▶ REQUIRED WORK:
Set out every line of the items below as a JSON list of strings, one string per line, skipping blank lines. Leave the pictures out.

START RECORDS TO USE

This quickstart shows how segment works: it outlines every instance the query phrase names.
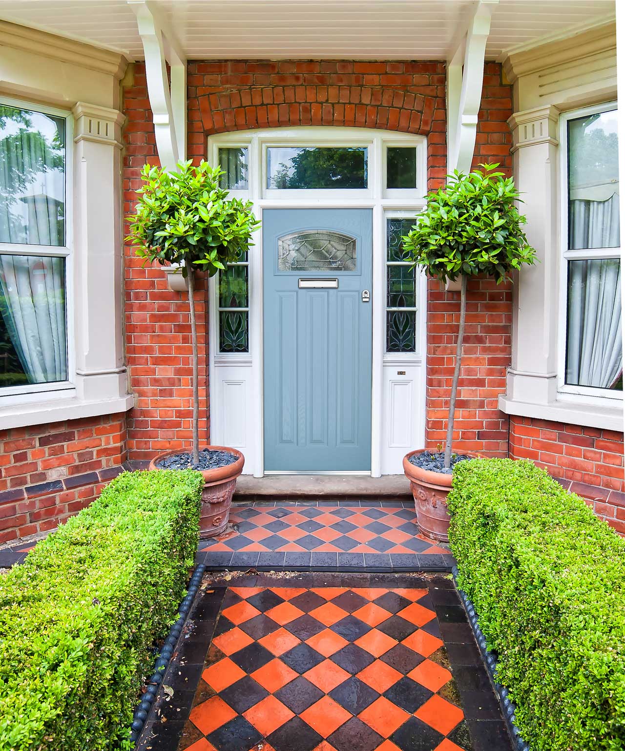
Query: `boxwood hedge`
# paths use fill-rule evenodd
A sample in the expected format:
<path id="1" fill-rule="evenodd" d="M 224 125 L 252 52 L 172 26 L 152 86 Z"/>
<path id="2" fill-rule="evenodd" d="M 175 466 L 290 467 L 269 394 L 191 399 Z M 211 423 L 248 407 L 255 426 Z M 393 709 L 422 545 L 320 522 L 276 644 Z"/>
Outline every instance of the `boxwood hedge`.
<path id="1" fill-rule="evenodd" d="M 125 472 L 0 578 L 0 749 L 126 749 L 185 593 L 199 472 Z"/>
<path id="2" fill-rule="evenodd" d="M 625 541 L 530 462 L 462 462 L 448 502 L 459 585 L 530 748 L 625 748 Z"/>

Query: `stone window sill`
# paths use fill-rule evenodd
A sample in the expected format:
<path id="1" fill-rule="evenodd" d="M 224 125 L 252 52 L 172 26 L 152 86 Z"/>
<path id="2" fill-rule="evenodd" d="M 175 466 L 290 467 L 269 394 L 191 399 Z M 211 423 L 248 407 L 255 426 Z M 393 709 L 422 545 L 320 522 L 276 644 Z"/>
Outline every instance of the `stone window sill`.
<path id="1" fill-rule="evenodd" d="M 502 394 L 499 397 L 499 408 L 506 415 L 623 432 L 623 402 L 617 400 L 614 406 L 569 400 L 537 404 L 521 402 Z"/>

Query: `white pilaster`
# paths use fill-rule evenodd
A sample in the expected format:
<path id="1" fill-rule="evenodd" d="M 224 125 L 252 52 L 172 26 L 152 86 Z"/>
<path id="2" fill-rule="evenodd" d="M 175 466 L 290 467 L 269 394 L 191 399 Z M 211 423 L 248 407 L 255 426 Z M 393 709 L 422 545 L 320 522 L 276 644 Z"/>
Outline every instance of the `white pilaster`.
<path id="1" fill-rule="evenodd" d="M 77 397 L 114 399 L 128 391 L 122 338 L 124 116 L 85 102 L 72 111 Z"/>

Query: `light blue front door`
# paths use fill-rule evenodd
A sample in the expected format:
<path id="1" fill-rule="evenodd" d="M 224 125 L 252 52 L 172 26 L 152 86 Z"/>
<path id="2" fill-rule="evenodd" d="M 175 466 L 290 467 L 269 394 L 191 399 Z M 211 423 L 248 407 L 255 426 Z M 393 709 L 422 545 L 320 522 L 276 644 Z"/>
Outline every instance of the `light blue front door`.
<path id="1" fill-rule="evenodd" d="M 263 257 L 265 471 L 368 471 L 371 210 L 266 209 Z"/>

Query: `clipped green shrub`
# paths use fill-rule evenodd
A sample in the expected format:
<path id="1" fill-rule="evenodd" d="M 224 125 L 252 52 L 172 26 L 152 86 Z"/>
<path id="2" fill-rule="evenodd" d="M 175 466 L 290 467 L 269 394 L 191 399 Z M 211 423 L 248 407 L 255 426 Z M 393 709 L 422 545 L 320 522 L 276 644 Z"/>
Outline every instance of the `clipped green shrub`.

END RECORDS TO USE

▶ PROBLEM SOLUTION:
[
  "This quickstart shows how segment works: it outlines every instance the query phrase names.",
  "Query: `boxwood hedge`",
  "# paths use fill-rule evenodd",
  "A sample in the expected format:",
  "<path id=\"1\" fill-rule=\"evenodd\" d=\"M 224 125 L 252 52 L 172 26 L 152 86 Z\"/>",
  "<path id=\"2\" fill-rule=\"evenodd\" d=\"M 175 466 L 290 467 L 269 394 L 191 399 Z M 211 423 L 248 407 L 255 426 Z M 393 709 L 422 545 L 320 522 L 276 644 Z\"/>",
  "Outline every instance of the `boxwood hedge`.",
  "<path id=\"1\" fill-rule=\"evenodd\" d=\"M 125 472 L 0 578 L 0 749 L 126 749 L 185 593 L 199 472 Z\"/>",
  "<path id=\"2\" fill-rule=\"evenodd\" d=\"M 625 541 L 530 462 L 462 462 L 448 502 L 459 585 L 530 748 L 625 748 Z\"/>",
  "Query: `stone window sill`",
  "# paths use fill-rule evenodd",
  "A sample in the expected format:",
  "<path id=\"1\" fill-rule=\"evenodd\" d=\"M 224 125 L 252 52 L 172 26 L 152 86 Z\"/>",
  "<path id=\"2\" fill-rule=\"evenodd\" d=\"M 175 466 L 290 467 L 269 394 L 191 399 Z M 211 423 L 248 407 L 255 426 Z M 393 709 L 422 545 L 320 522 L 276 644 Z\"/>",
  "Outline every instance of the `stone window sill`.",
  "<path id=\"1\" fill-rule=\"evenodd\" d=\"M 502 394 L 499 397 L 499 408 L 506 415 L 623 432 L 623 402 L 617 400 L 614 406 L 569 400 L 537 404 L 521 402 Z\"/>",
  "Query: `white pilaster`",
  "# paths use fill-rule evenodd",
  "A sample in the expected format:",
  "<path id=\"1\" fill-rule=\"evenodd\" d=\"M 224 125 L 252 52 L 172 26 L 152 86 Z\"/>",
  "<path id=\"2\" fill-rule=\"evenodd\" d=\"M 175 466 L 290 467 L 269 394 L 191 399 Z M 211 423 L 248 407 L 255 426 Z M 393 709 L 422 545 L 320 522 L 276 644 Z\"/>",
  "Outline every instance of the `white pilaster`.",
  "<path id=\"1\" fill-rule=\"evenodd\" d=\"M 77 397 L 114 399 L 128 391 L 122 338 L 124 116 L 85 102 L 72 111 Z\"/>",
  "Query: `light blue front door`",
  "# paths use fill-rule evenodd",
  "A sample in the expected format:",
  "<path id=\"1\" fill-rule=\"evenodd\" d=\"M 224 125 L 252 52 L 172 26 L 152 86 Z\"/>",
  "<path id=\"2\" fill-rule=\"evenodd\" d=\"M 175 466 L 290 467 L 269 394 L 191 399 Z M 211 423 L 248 407 L 255 426 Z M 393 709 L 422 545 L 320 522 L 276 644 Z\"/>",
  "Outline every instance of the `light blue front door`.",
  "<path id=\"1\" fill-rule=\"evenodd\" d=\"M 263 257 L 265 471 L 368 471 L 371 210 L 266 209 Z\"/>",
  "Query: `clipped green shrub`",
  "# paths use fill-rule evenodd",
  "A sample in the expected format:",
  "<path id=\"1\" fill-rule=\"evenodd\" d=\"M 224 125 L 252 52 L 172 26 L 152 86 Z\"/>",
  "<path id=\"2\" fill-rule=\"evenodd\" d=\"M 175 466 L 290 467 L 269 394 L 191 399 Z M 211 423 L 248 407 L 255 426 Z M 393 709 L 422 545 L 320 522 L 276 644 Z\"/>",
  "Outline every instance of the `clipped green shrub`."
]